[Stored records]

- - -

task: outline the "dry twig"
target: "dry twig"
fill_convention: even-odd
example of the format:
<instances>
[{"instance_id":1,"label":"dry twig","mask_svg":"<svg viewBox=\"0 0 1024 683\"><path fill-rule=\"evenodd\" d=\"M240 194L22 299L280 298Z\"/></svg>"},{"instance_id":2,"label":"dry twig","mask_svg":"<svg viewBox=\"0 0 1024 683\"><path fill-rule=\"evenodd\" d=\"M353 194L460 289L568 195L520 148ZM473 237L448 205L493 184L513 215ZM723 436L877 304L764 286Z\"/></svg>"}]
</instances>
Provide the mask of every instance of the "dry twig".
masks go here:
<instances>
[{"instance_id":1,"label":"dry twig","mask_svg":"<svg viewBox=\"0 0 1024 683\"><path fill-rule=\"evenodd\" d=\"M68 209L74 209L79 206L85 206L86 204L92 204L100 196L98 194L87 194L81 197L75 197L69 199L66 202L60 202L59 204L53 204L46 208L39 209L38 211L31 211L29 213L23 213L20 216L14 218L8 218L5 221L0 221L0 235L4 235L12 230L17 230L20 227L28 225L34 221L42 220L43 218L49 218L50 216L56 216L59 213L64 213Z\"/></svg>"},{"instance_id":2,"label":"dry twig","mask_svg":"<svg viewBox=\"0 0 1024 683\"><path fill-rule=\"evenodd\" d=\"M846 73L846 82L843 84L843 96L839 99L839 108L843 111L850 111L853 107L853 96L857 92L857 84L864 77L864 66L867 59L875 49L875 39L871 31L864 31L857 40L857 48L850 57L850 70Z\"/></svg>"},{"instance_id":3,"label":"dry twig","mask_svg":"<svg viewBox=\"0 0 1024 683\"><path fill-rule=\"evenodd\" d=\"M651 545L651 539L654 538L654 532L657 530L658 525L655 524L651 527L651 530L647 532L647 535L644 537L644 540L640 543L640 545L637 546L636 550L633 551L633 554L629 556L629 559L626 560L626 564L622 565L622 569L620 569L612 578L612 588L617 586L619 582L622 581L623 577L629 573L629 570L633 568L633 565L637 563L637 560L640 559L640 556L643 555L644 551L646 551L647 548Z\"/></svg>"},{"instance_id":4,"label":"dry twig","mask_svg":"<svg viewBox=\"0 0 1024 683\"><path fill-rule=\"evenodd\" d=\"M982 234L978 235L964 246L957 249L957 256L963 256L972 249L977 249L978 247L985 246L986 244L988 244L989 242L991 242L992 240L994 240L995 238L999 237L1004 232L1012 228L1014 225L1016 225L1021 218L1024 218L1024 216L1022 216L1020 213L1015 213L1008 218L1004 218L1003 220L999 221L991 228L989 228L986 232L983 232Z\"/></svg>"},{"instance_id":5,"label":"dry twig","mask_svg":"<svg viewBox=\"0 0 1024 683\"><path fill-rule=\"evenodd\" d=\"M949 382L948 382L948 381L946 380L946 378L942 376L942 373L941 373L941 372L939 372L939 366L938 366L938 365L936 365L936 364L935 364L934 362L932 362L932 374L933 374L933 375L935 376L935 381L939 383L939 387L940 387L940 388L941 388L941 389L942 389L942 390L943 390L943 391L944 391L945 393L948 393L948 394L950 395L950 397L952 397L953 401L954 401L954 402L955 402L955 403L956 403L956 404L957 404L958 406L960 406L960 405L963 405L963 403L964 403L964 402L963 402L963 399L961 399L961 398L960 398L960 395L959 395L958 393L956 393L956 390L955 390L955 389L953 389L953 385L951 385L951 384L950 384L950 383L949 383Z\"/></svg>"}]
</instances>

- - -

▶ [Task statement]: Every entry above should be duplicated exactly.

▶ [Answer for this exercise]:
task: outline the "dry twig"
target: "dry twig"
fill_convention: even-odd
example of the format:
<instances>
[{"instance_id":1,"label":"dry twig","mask_svg":"<svg viewBox=\"0 0 1024 683\"><path fill-rule=\"evenodd\" d=\"M240 194L22 299L280 298Z\"/></svg>"},{"instance_id":2,"label":"dry twig","mask_svg":"<svg viewBox=\"0 0 1024 683\"><path fill-rule=\"evenodd\" d=\"M353 194L460 289L568 195L520 148ZM473 237L448 205L493 184L513 215ZM723 436L877 304L764 286Z\"/></svg>"}]
</instances>
Provide the mask of every instance of the "dry twig".
masks go here:
<instances>
[{"instance_id":1,"label":"dry twig","mask_svg":"<svg viewBox=\"0 0 1024 683\"><path fill-rule=\"evenodd\" d=\"M68 209L74 209L79 206L85 206L86 204L92 204L100 196L98 194L87 194L81 197L75 197L69 199L66 202L60 202L59 204L53 204L46 208L39 209L38 211L31 211L29 213L23 213L20 216L14 218L8 218L5 221L0 221L0 235L4 235L12 230L17 230L20 227L28 225L34 221L42 220L43 218L49 218L50 216L56 216L59 213L64 213Z\"/></svg>"},{"instance_id":2,"label":"dry twig","mask_svg":"<svg viewBox=\"0 0 1024 683\"><path fill-rule=\"evenodd\" d=\"M846 73L846 82L843 84L843 96L839 99L839 108L843 111L850 111L853 107L853 96L857 92L857 84L864 77L864 66L867 59L875 49L875 39L871 31L864 31L857 40L857 48L850 57L850 70Z\"/></svg>"},{"instance_id":3,"label":"dry twig","mask_svg":"<svg viewBox=\"0 0 1024 683\"><path fill-rule=\"evenodd\" d=\"M651 545L651 539L654 538L654 532L657 530L658 525L655 524L651 527L651 530L647 532L647 535L644 537L644 540L640 543L640 545L637 546L636 550L633 551L633 554L629 556L629 559L626 560L626 564L622 565L622 569L620 569L612 578L612 588L617 586L619 582L622 581L623 577L629 573L629 570L633 568L633 565L637 563L637 560L640 559L640 556L643 555L644 551L646 551L647 548Z\"/></svg>"},{"instance_id":4,"label":"dry twig","mask_svg":"<svg viewBox=\"0 0 1024 683\"><path fill-rule=\"evenodd\" d=\"M982 234L978 235L964 246L957 249L957 256L963 256L972 249L977 249L978 247L985 246L986 244L988 244L989 242L991 242L992 240L994 240L995 238L999 237L1004 232L1012 228L1014 225L1016 225L1021 218L1024 218L1024 216L1022 216L1020 213L1015 213L1008 218L1004 218L1003 220L999 221L991 228L989 228L986 232L983 232Z\"/></svg>"},{"instance_id":5,"label":"dry twig","mask_svg":"<svg viewBox=\"0 0 1024 683\"><path fill-rule=\"evenodd\" d=\"M949 382L948 382L948 381L946 380L946 378L942 376L942 373L941 373L941 372L939 372L939 366L938 366L938 365L936 365L936 364L935 364L934 362L932 362L932 374L933 374L933 375L935 376L935 381L939 383L939 387L940 387L940 388L941 388L941 389L942 389L942 390L943 390L943 391L944 391L945 393L948 393L948 394L950 395L950 397L952 397L953 401L954 401L954 402L955 402L955 403L956 403L956 404L957 404L958 406L960 406L960 405L963 405L963 403L964 403L964 402L963 402L963 399L961 399L961 398L960 398L960 395L959 395L958 393L956 393L956 390L955 390L955 389L953 389L953 385L951 385L951 384L950 384L950 383L949 383Z\"/></svg>"}]
</instances>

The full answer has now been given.